#### [What to do]
Format the material from its first line through the line containing "top-left (0, 46), bottom-right (418, 259)", inclusive, as a JSON list of strings, one string per line, with blank lines left out.

#### [Dataset records]

################

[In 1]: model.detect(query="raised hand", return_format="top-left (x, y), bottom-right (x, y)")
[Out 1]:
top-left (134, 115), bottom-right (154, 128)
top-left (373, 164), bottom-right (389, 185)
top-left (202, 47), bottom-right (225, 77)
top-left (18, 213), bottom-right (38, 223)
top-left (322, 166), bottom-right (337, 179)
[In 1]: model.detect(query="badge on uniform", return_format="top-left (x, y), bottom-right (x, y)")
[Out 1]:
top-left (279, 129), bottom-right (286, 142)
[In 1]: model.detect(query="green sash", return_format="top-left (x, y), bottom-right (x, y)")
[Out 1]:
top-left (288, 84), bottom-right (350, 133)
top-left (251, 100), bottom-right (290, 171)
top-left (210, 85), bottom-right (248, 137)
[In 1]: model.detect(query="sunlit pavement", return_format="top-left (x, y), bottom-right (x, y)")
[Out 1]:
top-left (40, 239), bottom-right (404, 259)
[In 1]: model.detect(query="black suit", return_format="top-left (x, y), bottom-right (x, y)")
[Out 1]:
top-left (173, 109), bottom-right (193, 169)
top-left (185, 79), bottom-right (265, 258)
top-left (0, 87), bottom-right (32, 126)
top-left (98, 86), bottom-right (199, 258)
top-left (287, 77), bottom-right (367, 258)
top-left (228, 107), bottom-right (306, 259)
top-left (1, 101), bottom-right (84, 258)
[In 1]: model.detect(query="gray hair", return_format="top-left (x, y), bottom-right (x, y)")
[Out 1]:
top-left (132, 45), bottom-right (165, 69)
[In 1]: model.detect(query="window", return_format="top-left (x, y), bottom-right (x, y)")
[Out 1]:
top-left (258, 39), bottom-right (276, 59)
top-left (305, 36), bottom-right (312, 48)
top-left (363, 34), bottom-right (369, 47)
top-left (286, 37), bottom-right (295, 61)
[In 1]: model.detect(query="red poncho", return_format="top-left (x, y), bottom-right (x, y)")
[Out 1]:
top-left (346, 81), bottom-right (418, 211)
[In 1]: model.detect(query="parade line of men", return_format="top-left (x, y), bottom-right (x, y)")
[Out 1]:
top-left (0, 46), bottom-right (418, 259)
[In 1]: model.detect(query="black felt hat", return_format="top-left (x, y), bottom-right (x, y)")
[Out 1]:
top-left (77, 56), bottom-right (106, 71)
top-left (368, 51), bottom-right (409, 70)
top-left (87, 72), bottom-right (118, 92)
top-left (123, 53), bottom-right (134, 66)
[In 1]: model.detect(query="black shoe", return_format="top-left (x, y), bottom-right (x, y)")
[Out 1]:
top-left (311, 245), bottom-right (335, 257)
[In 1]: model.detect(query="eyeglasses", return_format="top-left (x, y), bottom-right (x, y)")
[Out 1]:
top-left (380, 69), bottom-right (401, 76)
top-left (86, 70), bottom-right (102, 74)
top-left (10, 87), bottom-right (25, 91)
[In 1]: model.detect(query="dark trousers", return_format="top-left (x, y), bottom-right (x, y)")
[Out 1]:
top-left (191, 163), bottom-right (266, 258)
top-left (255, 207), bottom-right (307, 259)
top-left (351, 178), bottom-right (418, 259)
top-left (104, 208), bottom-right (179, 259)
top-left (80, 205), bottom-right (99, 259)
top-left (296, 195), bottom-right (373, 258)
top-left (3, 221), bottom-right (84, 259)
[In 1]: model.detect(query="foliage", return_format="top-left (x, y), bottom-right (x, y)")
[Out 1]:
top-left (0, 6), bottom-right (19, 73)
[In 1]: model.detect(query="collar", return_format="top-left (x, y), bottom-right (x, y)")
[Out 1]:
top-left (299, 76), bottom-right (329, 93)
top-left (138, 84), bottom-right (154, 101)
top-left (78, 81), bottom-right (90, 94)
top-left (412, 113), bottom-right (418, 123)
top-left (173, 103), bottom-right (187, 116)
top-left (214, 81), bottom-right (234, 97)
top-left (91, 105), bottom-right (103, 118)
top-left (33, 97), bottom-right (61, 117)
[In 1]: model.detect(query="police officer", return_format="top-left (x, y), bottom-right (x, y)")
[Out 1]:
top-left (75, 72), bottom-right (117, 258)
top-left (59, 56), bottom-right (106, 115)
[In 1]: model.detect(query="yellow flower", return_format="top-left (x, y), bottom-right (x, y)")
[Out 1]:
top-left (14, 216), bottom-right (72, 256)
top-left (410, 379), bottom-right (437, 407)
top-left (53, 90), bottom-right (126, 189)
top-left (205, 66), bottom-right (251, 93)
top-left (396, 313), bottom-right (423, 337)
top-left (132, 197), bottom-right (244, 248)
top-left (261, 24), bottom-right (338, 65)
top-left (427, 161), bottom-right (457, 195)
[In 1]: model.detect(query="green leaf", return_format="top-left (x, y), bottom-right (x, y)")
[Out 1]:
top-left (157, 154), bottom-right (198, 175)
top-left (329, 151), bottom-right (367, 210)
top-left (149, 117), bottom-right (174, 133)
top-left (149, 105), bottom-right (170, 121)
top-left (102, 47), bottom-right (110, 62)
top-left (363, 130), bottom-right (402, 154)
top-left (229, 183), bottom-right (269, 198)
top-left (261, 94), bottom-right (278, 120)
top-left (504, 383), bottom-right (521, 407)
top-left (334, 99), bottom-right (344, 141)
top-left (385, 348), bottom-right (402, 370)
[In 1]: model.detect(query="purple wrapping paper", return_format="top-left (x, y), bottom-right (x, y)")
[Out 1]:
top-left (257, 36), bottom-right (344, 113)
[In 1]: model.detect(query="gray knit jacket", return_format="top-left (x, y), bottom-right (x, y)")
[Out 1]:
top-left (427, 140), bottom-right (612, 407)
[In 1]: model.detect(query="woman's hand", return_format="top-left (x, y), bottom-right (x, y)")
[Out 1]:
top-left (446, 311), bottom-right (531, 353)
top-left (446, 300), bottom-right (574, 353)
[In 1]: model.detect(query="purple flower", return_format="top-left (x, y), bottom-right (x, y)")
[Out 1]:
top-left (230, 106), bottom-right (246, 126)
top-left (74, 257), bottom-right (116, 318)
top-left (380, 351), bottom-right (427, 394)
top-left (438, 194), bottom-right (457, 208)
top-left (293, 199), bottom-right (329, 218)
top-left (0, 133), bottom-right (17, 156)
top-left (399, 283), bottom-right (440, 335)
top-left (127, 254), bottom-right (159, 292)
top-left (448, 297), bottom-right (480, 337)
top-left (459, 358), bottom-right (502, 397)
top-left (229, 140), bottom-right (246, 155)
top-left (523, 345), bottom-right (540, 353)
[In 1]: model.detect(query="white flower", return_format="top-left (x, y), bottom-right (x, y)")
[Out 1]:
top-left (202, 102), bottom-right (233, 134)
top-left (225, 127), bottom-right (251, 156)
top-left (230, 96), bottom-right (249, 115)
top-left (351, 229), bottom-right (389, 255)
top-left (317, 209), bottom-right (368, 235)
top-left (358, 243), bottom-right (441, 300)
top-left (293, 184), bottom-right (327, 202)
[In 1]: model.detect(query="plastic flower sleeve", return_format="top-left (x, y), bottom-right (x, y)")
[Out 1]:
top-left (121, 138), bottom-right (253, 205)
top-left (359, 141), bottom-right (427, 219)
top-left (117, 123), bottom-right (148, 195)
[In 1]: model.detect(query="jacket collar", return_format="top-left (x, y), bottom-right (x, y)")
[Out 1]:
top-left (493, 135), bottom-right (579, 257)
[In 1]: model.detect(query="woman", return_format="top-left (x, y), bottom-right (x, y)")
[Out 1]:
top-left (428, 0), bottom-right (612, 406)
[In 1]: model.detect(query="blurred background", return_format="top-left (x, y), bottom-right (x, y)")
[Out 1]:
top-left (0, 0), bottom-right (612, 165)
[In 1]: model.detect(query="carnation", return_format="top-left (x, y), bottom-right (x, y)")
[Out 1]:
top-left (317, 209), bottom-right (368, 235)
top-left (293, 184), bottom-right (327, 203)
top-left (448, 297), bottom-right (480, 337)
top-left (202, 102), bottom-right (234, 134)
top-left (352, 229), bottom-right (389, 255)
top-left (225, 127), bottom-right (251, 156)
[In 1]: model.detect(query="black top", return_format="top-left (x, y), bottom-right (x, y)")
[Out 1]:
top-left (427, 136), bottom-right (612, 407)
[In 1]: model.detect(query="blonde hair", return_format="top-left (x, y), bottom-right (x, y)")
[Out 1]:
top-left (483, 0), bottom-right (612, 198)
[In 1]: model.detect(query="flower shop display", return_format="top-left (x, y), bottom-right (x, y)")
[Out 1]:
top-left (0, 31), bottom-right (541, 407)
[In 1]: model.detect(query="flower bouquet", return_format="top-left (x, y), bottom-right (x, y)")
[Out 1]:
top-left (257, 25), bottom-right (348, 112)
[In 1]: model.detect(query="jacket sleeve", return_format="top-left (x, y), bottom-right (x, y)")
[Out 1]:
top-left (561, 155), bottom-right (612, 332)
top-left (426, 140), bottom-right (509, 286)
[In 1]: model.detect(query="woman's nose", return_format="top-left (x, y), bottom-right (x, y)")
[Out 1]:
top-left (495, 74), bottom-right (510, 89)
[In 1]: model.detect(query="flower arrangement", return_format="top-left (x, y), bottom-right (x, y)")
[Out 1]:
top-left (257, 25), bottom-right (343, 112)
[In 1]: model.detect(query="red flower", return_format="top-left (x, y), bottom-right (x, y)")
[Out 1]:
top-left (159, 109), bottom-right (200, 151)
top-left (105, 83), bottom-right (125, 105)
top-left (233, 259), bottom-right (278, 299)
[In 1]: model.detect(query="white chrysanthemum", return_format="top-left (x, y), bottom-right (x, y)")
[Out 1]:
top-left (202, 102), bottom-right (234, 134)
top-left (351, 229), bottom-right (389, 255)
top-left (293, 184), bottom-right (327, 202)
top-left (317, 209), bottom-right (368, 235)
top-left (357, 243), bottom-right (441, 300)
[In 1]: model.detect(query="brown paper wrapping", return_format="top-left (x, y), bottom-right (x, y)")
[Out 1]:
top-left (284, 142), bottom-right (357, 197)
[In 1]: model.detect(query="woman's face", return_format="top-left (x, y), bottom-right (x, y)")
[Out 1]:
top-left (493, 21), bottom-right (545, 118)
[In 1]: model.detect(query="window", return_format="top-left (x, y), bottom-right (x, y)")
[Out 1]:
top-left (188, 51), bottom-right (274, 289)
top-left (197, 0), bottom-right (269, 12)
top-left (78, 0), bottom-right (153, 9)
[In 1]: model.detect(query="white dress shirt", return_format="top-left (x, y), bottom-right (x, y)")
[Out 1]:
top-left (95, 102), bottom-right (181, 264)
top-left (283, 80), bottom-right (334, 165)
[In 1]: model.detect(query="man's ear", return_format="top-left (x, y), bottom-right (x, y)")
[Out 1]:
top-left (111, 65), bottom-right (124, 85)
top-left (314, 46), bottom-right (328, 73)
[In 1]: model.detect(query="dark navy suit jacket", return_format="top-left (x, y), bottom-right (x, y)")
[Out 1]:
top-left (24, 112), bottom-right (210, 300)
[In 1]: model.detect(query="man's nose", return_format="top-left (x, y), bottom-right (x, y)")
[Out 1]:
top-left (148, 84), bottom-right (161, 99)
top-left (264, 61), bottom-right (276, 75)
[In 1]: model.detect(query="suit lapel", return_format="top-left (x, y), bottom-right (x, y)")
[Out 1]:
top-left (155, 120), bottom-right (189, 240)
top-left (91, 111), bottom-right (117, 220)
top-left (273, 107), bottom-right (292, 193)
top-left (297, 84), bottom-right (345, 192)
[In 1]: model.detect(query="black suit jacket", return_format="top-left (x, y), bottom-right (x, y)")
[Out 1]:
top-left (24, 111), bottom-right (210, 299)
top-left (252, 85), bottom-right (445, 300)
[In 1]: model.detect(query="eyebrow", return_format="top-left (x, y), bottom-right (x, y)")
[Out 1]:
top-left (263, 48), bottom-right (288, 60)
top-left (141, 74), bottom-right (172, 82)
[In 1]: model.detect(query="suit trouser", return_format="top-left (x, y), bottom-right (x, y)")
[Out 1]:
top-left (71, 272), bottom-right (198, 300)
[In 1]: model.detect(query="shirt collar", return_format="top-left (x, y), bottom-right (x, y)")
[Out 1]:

################

#### [Task output]
[
  "[In 1]: model.detect(query=\"raised hand\", return_format=\"top-left (x, y), bottom-right (x, y)\")",
  "[Out 1]:",
  "top-left (134, 115), bottom-right (154, 128)",
  "top-left (373, 164), bottom-right (389, 185)",
  "top-left (202, 47), bottom-right (225, 77)",
  "top-left (18, 213), bottom-right (38, 223)",
  "top-left (322, 166), bottom-right (337, 179)",
  "[In 1]: model.detect(query=\"badge on uniform\", return_format=\"top-left (x, y), bottom-right (x, y)\")",
  "[Out 1]:",
  "top-left (279, 129), bottom-right (286, 142)",
  "[In 1]: model.detect(query=\"green sash\", return_format=\"top-left (x, y), bottom-right (x, y)\")",
  "[Out 1]:",
  "top-left (288, 84), bottom-right (350, 133)",
  "top-left (251, 100), bottom-right (290, 171)",
  "top-left (210, 85), bottom-right (248, 137)",
  "[In 1]: model.detect(query=\"sunlit pavement\", return_format=\"top-left (x, y), bottom-right (x, y)\")",
  "[Out 1]:",
  "top-left (40, 239), bottom-right (404, 259)",
  "[In 1]: model.detect(query=\"black suit\", return_format=\"top-left (x, y), bottom-right (x, y)\")",
  "[Out 1]:",
  "top-left (173, 109), bottom-right (193, 169)",
  "top-left (185, 79), bottom-right (265, 258)",
  "top-left (0, 87), bottom-right (32, 126)",
  "top-left (98, 86), bottom-right (199, 258)",
  "top-left (287, 77), bottom-right (367, 258)",
  "top-left (228, 107), bottom-right (306, 259)",
  "top-left (1, 101), bottom-right (84, 258)",
  "[In 1]: model.detect(query=\"gray hair\", return_format=\"top-left (x, y), bottom-right (x, y)\")",
  "[Out 1]:",
  "top-left (132, 45), bottom-right (165, 69)",
  "[In 1]: model.detect(query=\"window\", return_format=\"top-left (x, y), bottom-right (x, y)\")",
  "[Out 1]:",
  "top-left (258, 39), bottom-right (276, 59)",
  "top-left (305, 36), bottom-right (312, 48)",
  "top-left (363, 34), bottom-right (369, 47)",
  "top-left (286, 37), bottom-right (295, 61)",
  "[In 1]: model.detect(query=\"red poncho\", return_format=\"top-left (x, y), bottom-right (x, y)\")",
  "[Out 1]:",
  "top-left (346, 81), bottom-right (418, 211)",
  "[In 1]: model.detect(query=\"parade line of men\", return_format=\"top-left (x, y), bottom-right (x, y)\")",
  "[Out 1]:",
  "top-left (0, 46), bottom-right (418, 259)"
]